▶ _Texte fourni_:
IA et protection des données: la prudence est de mise

L'Etat recommande de la prudence avec l'utilisation des IA. Entretien avec Martine Stoffel, préposée cantonale à la protection des données.

Tôt ou tard, les intelligences artificielles finissent par identifier les utilisateurs. © Matheus Berteli/Pexels

Dans le débat sur l'intelligence artificielle, la question de la protection des données est probablement celle qui enflamme le plus les Etats européens. Alors que l'Union européenne prépare une législation, la France et l'Espagne enquêtent sur le robot conversationnel ChatGPT pour un possible manquement à la réglementation sur la protection des données, tandis que l'Italie a bloqué l'accès au site.

Du côté des Helvètes par contre, on choisit plutôt de se poser en observateur de ce qui est mis en place chez nos voisins. Le canton de Fribourg suit ce qui se passe au niveau fédéral, tout en soulignant l'importance de cette technologie pour l'avenir. "Nous devons, à mon avis, apprendre à vivre avec les intelligences artificielles comme ChatGPT", indique Marine Stoffel, préposée cantonale à la protection des données ad interim. La Fribourgeoise avertit tout de même: cette technologie est une chance qui comporte évidemment des risques.

Une identification inévitable

"On doit partir du principe que tôt ou tard, elle parviendra à nous identifier lorsqu'on l'utilise", explique la préposée cantonale à la protection des données. "Soit parce qu'on lui fournit directement des informations sur nous, soit parce qu'elle arrive à recouper ce qu'on lui donne avec d'autres informations qu'elle peut retrouver de manière accessible sur internet."

▶ _Exercices_:
A - Condensez sous forme de liste le paragraphe de l'article sur l'IA et la protection des données qui commence par « Dans le débat sur l'intelligence artificielle », en gardant ses faits principaux.
B - Reprenez l'article sur l'IA et la protection des données à la suite de sa dernière phrase et prolongez-le de quelques lignes.

(Entrées de données collectées)

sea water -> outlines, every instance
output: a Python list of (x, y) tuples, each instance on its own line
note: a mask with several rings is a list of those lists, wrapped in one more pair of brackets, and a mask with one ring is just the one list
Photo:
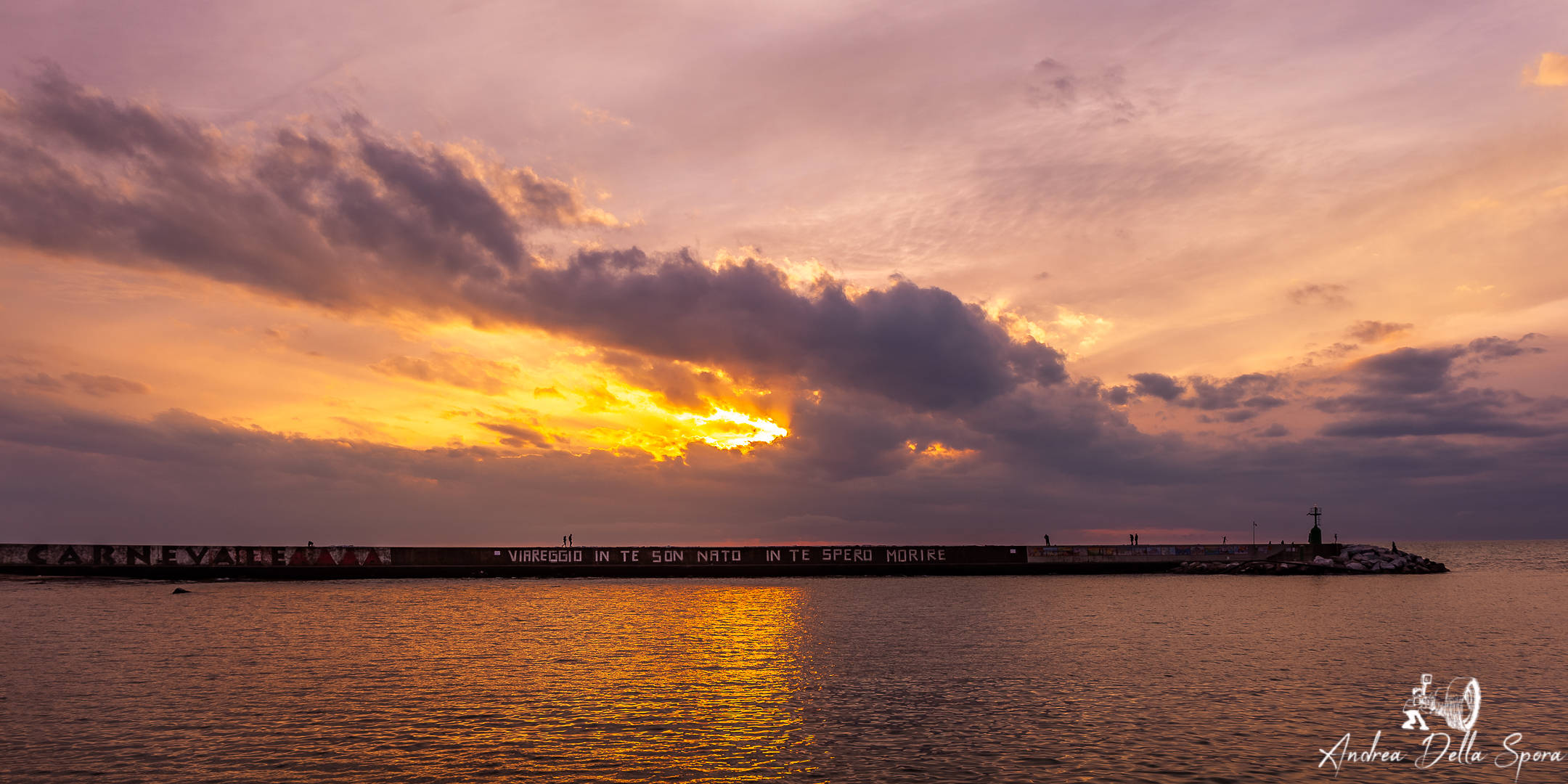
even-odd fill
[(6, 580), (0, 779), (1568, 781), (1565, 543), (1400, 547), (1454, 572)]

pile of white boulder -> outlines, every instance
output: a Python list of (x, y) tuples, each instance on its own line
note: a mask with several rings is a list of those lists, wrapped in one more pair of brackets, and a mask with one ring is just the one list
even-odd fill
[(1394, 574), (1433, 574), (1446, 572), (1447, 566), (1438, 561), (1428, 561), (1413, 552), (1391, 550), (1388, 547), (1378, 547), (1375, 544), (1352, 544), (1339, 555), (1333, 558), (1323, 558), (1319, 555), (1312, 558), (1317, 566), (1338, 566), (1341, 569), (1348, 569), (1353, 572), (1394, 572)]
[(1350, 544), (1339, 555), (1319, 555), (1311, 561), (1187, 561), (1178, 574), (1436, 574), (1449, 571), (1438, 561), (1411, 552), (1374, 544)]

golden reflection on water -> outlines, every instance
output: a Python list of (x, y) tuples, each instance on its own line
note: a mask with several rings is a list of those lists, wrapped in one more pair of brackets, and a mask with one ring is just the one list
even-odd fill
[(607, 771), (778, 778), (798, 726), (798, 590), (601, 583), (511, 610), (539, 622), (514, 640), (506, 740)]

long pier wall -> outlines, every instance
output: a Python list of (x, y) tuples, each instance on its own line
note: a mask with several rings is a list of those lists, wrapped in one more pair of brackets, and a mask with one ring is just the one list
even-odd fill
[(1338, 544), (271, 547), (0, 544), (0, 574), (151, 580), (403, 577), (789, 577), (829, 574), (1115, 574), (1190, 561), (1306, 561)]

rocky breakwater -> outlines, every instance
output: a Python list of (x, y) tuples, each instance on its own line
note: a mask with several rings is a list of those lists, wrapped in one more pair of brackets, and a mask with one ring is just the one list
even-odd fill
[(1171, 571), (1176, 574), (1438, 574), (1449, 568), (1413, 552), (1352, 544), (1333, 558), (1320, 555), (1311, 561), (1187, 561)]

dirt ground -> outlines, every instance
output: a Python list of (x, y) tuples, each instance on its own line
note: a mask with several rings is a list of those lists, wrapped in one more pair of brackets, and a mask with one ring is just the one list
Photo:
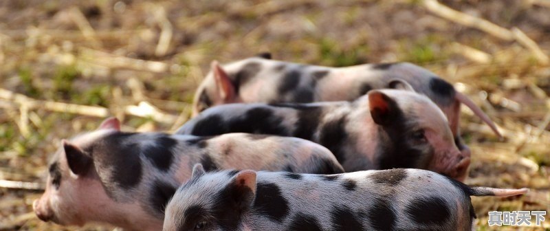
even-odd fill
[[(550, 212), (550, 4), (439, 1), (503, 30), (491, 32), (485, 23), (441, 17), (428, 2), (0, 1), (0, 180), (43, 187), (61, 139), (94, 129), (109, 115), (126, 131), (174, 131), (214, 59), (270, 52), (329, 66), (408, 61), (454, 83), (505, 136), (499, 140), (463, 109), (461, 127), (472, 151), (466, 183), (531, 189), (473, 198), (478, 230), (550, 230), (548, 215), (539, 227), (487, 225), (491, 210)], [(113, 229), (42, 222), (32, 208), (40, 195), (0, 187), (0, 230)]]

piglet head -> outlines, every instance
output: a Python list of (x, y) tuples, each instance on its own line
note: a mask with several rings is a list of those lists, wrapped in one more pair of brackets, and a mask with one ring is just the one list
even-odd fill
[(33, 203), (34, 212), (41, 220), (81, 226), (92, 215), (94, 208), (111, 202), (103, 190), (91, 151), (87, 151), (87, 147), (94, 140), (120, 129), (118, 120), (110, 118), (95, 131), (71, 141), (62, 140), (48, 167), (45, 191)]
[(241, 101), (229, 74), (214, 60), (210, 64), (210, 73), (195, 93), (192, 116), (212, 106)]
[(253, 170), (205, 173), (197, 164), (166, 206), (163, 230), (236, 230), (256, 188)]
[[(36, 216), (44, 221), (52, 221), (63, 225), (83, 225), (80, 212), (89, 203), (85, 195), (93, 190), (98, 181), (91, 173), (92, 159), (78, 146), (67, 140), (56, 153), (48, 167), (46, 190), (34, 201)], [(94, 181), (97, 181), (94, 184)]]
[(430, 99), (411, 91), (384, 89), (369, 92), (368, 101), (384, 143), (381, 168), (427, 169), (464, 180), (470, 153), (456, 147), (445, 115)]

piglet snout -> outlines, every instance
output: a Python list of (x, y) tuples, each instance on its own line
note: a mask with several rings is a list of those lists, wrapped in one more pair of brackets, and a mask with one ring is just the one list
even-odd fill
[(34, 210), (34, 213), (36, 214), (36, 217), (41, 220), (49, 221), (52, 219), (52, 213), (41, 208), (38, 200), (34, 200), (32, 203), (32, 209)]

▶ _Corrigé_:
A -
- La protection des données est probablement la question liée à l'intelligence artificielle qui enflamme le plus les États européens.
- L'Union européenne prépare une législation.
- La France et l'Espagne enquêtent sur ChatGPT pour un possible manquement à la réglementation sur la protection des données.
- L'Italie a bloqué l'accès au site.

B -
La prudence est donc de mise. Il faut éviter au maximum de donner des informations privées ou confidentielles. "Par exemple, ChatGPT n'est pas adéquat pour rédiger un certificat de travail sur un collaborateur, écrire un rapport pour des mesures de protection prises envers une personne, ou encore rédiger des rapports d'évaluation concernant des prestations." Autre exemple, dans le cas d'élèves qui seraient amenés à découvrir les chatbots dans le cadre des études, Martine Stoffel recommande aux enseignants de sensibiliser aussi les parents, afin d'éviter que le partage d'informations privées se fasse durant les devoirs.

Garder le contrôle sur ses données

Si la Suisse n'a pour l'instant pas de réglementations en place, il n'est pas exclu que cela change à l'avenir. Mais à quoi pourraient ressembler des législations pour protéger les données de la population? En guise d'aperçu, on peut se tourner vers l'Italie. La Botte reproche à ChatGPT de ne pas respecter la réglementation européenne sur la protection des données, par exemple en ne vérifiant pas l'âge des mineurs. "L'Italie a demandé à OpenAI, l'entreprise derrière le robot conversationnel, de fournir toute une série d'informations", développe Martine Stoffel. "L'Etat demande notamment de mettre en place des avertissements pour que les mineurs ne puissent pas se créer de compte, d'informer le public pour indiquer comment ChatGPT utilise les données personnelles ou encore de créer un processus pour permettre aux utilisateurs de corriger des données personnelles fausses. L’autorité de protection des données italienne est en attente d’informations sur ces points. En fonction des réponses, le blocage pourrait être levé."

A noter que du côté de Fribourg, il est déjà possible pour les personnes qui ont un intérêt légitime de demander aux organes publics qui traitent de leurs données personnelles de les rectifier, de les détruire ou encore de s'abstenir de les communiquer à des tiers.